### DATA
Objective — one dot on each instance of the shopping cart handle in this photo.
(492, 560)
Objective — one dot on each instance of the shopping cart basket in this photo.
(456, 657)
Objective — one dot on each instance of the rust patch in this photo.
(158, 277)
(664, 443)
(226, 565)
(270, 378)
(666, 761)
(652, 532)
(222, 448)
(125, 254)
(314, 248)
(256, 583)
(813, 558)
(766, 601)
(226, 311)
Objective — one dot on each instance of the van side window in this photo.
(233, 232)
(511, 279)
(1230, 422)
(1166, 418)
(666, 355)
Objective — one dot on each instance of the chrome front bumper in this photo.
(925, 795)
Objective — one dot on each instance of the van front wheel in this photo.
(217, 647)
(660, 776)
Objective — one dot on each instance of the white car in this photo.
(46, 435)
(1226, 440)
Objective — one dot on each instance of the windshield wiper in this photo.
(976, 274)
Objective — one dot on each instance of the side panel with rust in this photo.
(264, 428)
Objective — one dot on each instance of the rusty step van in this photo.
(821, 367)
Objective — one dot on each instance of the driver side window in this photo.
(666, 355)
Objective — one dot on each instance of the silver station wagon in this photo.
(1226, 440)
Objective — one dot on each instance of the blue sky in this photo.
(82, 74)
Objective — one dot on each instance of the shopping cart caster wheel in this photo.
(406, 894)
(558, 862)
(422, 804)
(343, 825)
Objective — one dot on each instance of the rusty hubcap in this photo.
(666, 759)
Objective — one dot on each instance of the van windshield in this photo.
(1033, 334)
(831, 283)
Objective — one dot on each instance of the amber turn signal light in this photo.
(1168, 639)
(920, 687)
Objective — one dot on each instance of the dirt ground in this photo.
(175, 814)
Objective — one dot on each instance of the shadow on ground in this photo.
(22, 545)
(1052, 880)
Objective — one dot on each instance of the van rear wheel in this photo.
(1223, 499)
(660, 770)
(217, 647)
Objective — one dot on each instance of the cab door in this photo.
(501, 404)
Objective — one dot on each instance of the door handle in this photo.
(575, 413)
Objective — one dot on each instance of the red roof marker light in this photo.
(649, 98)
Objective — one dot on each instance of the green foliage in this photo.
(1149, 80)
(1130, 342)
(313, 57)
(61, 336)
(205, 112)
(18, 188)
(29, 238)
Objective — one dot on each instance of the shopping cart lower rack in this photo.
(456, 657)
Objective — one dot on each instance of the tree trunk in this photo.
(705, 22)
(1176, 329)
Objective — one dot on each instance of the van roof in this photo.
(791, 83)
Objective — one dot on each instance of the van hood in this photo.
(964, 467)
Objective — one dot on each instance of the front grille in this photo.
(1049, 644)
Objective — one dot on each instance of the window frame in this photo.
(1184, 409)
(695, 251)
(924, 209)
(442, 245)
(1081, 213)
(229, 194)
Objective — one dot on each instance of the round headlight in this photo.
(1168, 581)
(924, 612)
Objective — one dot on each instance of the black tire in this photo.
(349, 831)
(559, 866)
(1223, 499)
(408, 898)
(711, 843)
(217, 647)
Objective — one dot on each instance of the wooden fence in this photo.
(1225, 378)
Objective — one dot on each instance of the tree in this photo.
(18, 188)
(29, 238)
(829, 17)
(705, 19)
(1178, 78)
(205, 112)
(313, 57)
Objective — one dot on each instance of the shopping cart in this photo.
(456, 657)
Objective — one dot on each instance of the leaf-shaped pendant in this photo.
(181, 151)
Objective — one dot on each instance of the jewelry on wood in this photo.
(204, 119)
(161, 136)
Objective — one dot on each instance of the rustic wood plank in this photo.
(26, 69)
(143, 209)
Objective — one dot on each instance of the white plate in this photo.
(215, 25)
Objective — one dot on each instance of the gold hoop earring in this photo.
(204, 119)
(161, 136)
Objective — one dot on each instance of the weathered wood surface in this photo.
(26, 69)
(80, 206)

### PROBLEM DETAILS
Switch every "Objective" in the material above to "Goal" and write the whole material out again, leaving everything else unchanged.

### SOLUTION TO THE EXERCISE
Goal — one dot on each instance of the shopping cart handle in this photo.
(492, 560)
Goal — one dot on each instance of the shopping cart basket in this photo.
(456, 657)
Goal — one dot on each instance of the rust patch in this photo.
(158, 277)
(664, 443)
(226, 565)
(270, 378)
(666, 761)
(652, 532)
(222, 448)
(125, 254)
(314, 248)
(256, 583)
(813, 558)
(766, 601)
(226, 311)
Goal — one dot on each instance of the van side window in this photo.
(233, 232)
(511, 279)
(1230, 422)
(1166, 418)
(666, 355)
Goal — one dot on each instance of the chrome front bumper in this photo.
(925, 795)
Goal — one dot on each instance of the van front wheel in this photo.
(217, 647)
(660, 776)
Goal — one dot on each instance of the white car in this photo.
(46, 435)
(1226, 440)
Goal — one dot on each instance of the windshield wiper in this photo.
(976, 274)
Goal — one dot on each instance of the side panel with rust in this photo.
(264, 428)
Goal — one dot on each instance of the rusty step van in this photo.
(821, 367)
Goal — one dot on each instance of the driver side window in this photo.
(666, 355)
Goal — one dot on each instance of the silver station wagon in this photo.
(1226, 440)
Goal — one dot on each instance of the blue sky in this photo.
(82, 74)
Goal — one dot on each instance of the shopping cart caster wheel in this photo.
(406, 894)
(558, 862)
(422, 804)
(343, 825)
Goal — one dot on each instance of the rusty hubcap in this photo.
(666, 759)
Goal — one dot on each instance of the van windshield in this photo.
(1033, 334)
(831, 283)
Goal — one dot on each instance of the amber turn signal light in this photo.
(1168, 639)
(920, 687)
Goal — one dot on each instance of the dirt ground in this photo.
(175, 814)
Goal — one dot on each instance of the shadow on ground in this photo.
(22, 545)
(1052, 880)
Goal — one dot on each instance of the van rear wheel in this photo.
(1223, 499)
(660, 770)
(217, 647)
Goal — one dot on each instance of the cab door in this photo.
(501, 404)
Goal — one dot on each instance of the door handle in this photo.
(575, 413)
Goal — one dot on each instance of the red roof marker light in this photo.
(649, 98)
Goal — one dot on each instance of the green foliage in this photo.
(1149, 80)
(1130, 342)
(313, 57)
(61, 336)
(205, 112)
(18, 188)
(29, 238)
Goal — one dot on each instance of the shopping cart lower rack in this photo.
(456, 657)
Goal — one dot on each instance of the tree trunk in this photo.
(705, 22)
(1176, 329)
Goal — one dot on each instance of the van roof in this photo.
(791, 83)
Goal — one dot on each instance of the van hood in this photo.
(964, 467)
Goal — one dot on each instance of the front grille in this photo.
(1049, 644)
Goal — one dot on each instance of the window frame in this photo.
(1184, 409)
(695, 251)
(924, 209)
(442, 245)
(1081, 213)
(229, 194)
Goal — one dot on each instance of the round headlight in this photo.
(1168, 581)
(924, 612)
Goal — one dot on each instance of the black tire in this photo.
(349, 831)
(559, 866)
(1223, 499)
(408, 898)
(711, 843)
(217, 647)
Goal — one dot on each instance of the wooden fence in this photo.
(1225, 378)
Goal — one dot on each instance of the tree in this photo.
(18, 188)
(29, 238)
(829, 17)
(705, 19)
(1178, 78)
(205, 112)
(313, 57)
Goal — one dot on each instance of the shopping cart in this photo.
(456, 657)
Goal — one dot on each instance of the leaf-shaped pendant in this photo.
(181, 151)
Goal — one dot on each instance of the jewelry on wood in this photo.
(204, 119)
(161, 136)
Goal — one dot on each instance of the rustic wood plank in this photo.
(26, 69)
(143, 209)
Goal — one dot on each instance of the white plate in this photo.
(215, 25)
Goal — one dot on each instance of the gold hoop earring in this photo.
(204, 119)
(161, 136)
Goal — one dot on each instance of the weathered wood surface in this photo.
(26, 69)
(80, 206)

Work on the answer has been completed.